Check your understanding:
[1] From the article on the Johnson & Johnson lawsuit, reproduce the text that begins at the words "A lawsuit filed" and stops after "by its members.".
[2] In the article on the Johnson & Johnson lawsuit, how much does the company pay its PBM for a 90-pill supply of abacavir and lamivudine?
[3] Using the article on the Johnson & Johnson lawsuit, explain what it offers to show that the company's health plans overpay for teriflunamide.

A lawsuit filed by Johnson & Johnson employees against the drug manufacturer’s employee benefits operation on February 6 spotlights the potential, substantial liability for self-insured employers not adequately managing their pharmacy benefits. At issue is the money overpaid by J&J’s self-funded health plans for medications used by its members.

Ann Lewandowski, a healthcare policy and advocacy director for the company was the lead plaintiff filing suit in New Jersey federal court. The lawsuit alleges that J&J breached its fiduciary duty to its members under the federal Employee Retirement Income Security Act of 1974 (ERISA) to manage its employee benefit plans.

The lawsuit describes numerous examples of J&J’s health plans paying highly inflated prices for drugs that should be available as generics. One instance cited the antiviral drug combination abacavir and lamivudine, for which the company pays its PBM (Express Scripts) $1,629 for a 90-pill supply. That same pharmaceutical can be picked up at any pharmacy (without insurance) for $180. The multiple sclerosis drug teriflunamide costs as little as $40 out-of-pocket at a drug store, but the company’s health plans pay its PBM $10,200 for the same generic drug, according to the lawsuit.

Data for review:
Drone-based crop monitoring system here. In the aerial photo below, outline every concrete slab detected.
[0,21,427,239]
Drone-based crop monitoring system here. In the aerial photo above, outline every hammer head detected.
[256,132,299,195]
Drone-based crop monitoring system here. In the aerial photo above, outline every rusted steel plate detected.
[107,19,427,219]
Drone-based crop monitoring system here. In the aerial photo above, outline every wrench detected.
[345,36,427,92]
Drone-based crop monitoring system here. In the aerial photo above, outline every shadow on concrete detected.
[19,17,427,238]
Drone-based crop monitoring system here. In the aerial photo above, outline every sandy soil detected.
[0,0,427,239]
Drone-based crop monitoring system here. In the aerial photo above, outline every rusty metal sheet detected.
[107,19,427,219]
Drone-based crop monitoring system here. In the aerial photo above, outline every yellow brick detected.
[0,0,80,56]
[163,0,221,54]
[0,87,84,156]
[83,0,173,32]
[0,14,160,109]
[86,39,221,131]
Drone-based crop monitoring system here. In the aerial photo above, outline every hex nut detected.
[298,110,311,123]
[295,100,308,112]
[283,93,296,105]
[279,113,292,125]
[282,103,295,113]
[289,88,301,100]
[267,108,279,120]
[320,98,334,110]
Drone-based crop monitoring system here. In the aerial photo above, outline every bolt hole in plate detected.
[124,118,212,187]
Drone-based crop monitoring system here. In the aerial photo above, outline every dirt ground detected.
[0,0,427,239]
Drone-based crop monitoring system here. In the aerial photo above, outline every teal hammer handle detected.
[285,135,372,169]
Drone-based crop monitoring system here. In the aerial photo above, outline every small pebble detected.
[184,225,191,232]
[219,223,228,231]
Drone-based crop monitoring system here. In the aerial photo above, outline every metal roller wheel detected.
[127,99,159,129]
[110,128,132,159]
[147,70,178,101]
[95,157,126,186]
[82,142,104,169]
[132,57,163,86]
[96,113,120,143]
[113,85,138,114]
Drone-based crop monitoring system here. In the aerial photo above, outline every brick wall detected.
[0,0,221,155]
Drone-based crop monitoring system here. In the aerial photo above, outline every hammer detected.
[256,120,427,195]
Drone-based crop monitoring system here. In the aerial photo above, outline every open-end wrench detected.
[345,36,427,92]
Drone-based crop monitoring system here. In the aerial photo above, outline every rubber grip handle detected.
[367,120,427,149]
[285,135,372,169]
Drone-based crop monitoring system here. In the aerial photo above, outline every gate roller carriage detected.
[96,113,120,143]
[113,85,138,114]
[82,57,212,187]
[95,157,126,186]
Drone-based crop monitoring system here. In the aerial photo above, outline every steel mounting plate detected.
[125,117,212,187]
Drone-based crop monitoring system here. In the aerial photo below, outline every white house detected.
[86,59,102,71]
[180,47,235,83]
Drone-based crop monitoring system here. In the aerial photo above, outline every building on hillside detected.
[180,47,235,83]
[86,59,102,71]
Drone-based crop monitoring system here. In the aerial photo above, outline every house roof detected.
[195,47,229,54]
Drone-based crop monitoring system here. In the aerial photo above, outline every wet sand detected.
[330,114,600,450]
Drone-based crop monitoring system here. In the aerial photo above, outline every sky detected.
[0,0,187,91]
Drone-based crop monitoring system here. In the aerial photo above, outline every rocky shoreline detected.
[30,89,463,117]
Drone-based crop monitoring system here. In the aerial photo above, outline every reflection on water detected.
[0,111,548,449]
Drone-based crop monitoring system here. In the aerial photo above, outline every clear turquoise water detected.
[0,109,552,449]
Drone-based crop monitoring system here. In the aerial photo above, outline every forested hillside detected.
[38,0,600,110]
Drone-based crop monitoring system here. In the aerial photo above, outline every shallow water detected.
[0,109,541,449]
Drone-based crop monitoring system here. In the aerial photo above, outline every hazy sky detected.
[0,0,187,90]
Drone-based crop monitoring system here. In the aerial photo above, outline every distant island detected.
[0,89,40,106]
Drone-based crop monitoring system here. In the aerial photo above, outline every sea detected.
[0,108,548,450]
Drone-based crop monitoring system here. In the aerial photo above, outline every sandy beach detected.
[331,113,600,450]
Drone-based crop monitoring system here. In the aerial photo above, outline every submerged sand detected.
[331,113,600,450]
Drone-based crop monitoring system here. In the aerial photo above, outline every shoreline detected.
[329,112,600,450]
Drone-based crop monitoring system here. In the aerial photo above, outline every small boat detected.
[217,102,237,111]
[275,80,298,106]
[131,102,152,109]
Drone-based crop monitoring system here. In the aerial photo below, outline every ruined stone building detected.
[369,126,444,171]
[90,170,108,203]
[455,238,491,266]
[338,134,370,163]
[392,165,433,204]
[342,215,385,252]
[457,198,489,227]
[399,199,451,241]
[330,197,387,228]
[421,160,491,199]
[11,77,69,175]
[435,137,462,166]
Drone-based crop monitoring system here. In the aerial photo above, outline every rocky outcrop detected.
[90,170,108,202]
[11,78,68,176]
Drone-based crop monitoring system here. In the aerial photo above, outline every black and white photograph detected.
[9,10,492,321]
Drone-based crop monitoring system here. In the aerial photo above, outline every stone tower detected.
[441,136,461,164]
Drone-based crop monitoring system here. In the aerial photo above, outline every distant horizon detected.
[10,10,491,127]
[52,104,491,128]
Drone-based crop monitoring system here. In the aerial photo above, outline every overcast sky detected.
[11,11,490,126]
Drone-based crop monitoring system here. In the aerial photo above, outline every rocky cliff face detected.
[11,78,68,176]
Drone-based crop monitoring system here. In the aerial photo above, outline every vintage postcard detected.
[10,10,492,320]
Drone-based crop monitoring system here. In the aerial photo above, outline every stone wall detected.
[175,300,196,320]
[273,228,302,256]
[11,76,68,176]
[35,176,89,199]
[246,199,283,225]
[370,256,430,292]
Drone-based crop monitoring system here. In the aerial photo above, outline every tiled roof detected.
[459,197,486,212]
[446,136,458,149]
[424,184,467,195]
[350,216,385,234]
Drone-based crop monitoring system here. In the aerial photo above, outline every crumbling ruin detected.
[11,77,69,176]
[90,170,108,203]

Results in order:
[1]
A lawsuit filed by Johnson & Johnson employees against the drug manufacturer’s employee benefits operation on February 6 spotlights the potential, substantial liability for self-insured employers not adequately managing their pharmacy benefits. At issue is the money overpaid by J&J’s self-funded health plans for medications used by its members.

[2] $1,629.

[3] The lawsuit says the multiple sclerosis drug can cost as little as $40 out-of-pocket at a drug store. The company's health plans pay its PBM $10,200 for the same generic drug.